Page excerpt:
South Carolina budget legislation

Earlier this month the Senate amended and passed the House budget, and the House is currently debating further amendments prior to sending the bill to conference committee. While the Senate did not add much to the bottom line – the increase is around $15 million, making the total budget $28.5 billion– senators did slip in a few provisos, which ostensibly either appropriate additional funding or stipulate how agencies must spend funds.

The budget is divided into two main parts: Part 1A, which appropriates state revenue to the various agencies line-by-line, and Part 1B, a long conglomeration of provisos.

Over the years part 1B has become a catch-all for a wide assortment of legislative purposes. Lawmakers routinely include earmarks, create entirely new programs, and insert previously failed bills into provisos.

Hijacking the budget provisos for these purposes does not only make the already-secretive budget process even murkier, it also violates the state’s constitutional prohibition of “multiple subject” bills.

While the ban on “multiple subject” bills might seem arcane, it has a very practical and relevant purpose: to ensure that lawmakers debate each bill on its own merits. Clearly, stuffing the state budget with previously failed legislation, new programs and special projects is exactly the kind of behavior that constitutional provision was intended to prevent.

The South Carolina Supreme Court’s various rulings on this issue underscore that budget provisos must “reasonably and inherently relate[s] to the raising and spending of tax monies.” Legislators routinely ignore these rulings, and this year is no exception.

In addition, legislators continue to ignore the state law that specifically outlines the budget process, requiring a detailed executive budget to be submitted to the legislature, and debated in an open, joint hearing of the Senate Finance Committee and the House Ways and Means Committee. That law, dating back to 1930, has not been followed at any point in recent history, not even since SCPC researchers discovered and revealed the law in 2011.

Data shown:
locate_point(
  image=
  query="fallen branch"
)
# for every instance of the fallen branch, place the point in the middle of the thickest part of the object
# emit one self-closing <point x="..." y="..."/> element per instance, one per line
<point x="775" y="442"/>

Set task A:
Answer these from the South Carolina budget text:
(i) What total budget figure does it give after the Senate's changes?
(ii) What does Part 1A of the budget do?
(iii) In what year did SCPC researchers discover and reveal the 1930 budget law?
Set task B:
Translate this sentence from the South Carolina budget text into Spanish: "Over the years part 1B has become a catch-all for a wide assortment of legislative purposes."

Task output A:
(i) $28.5 billion
(ii) It appropriates state revenue to the various agencies line-by-line.
(iii) 2011

Task output B:
Con el paso de los años, la parte 1B se ha convertido en un cajón de sastre para una amplia variedad de fines legislativos.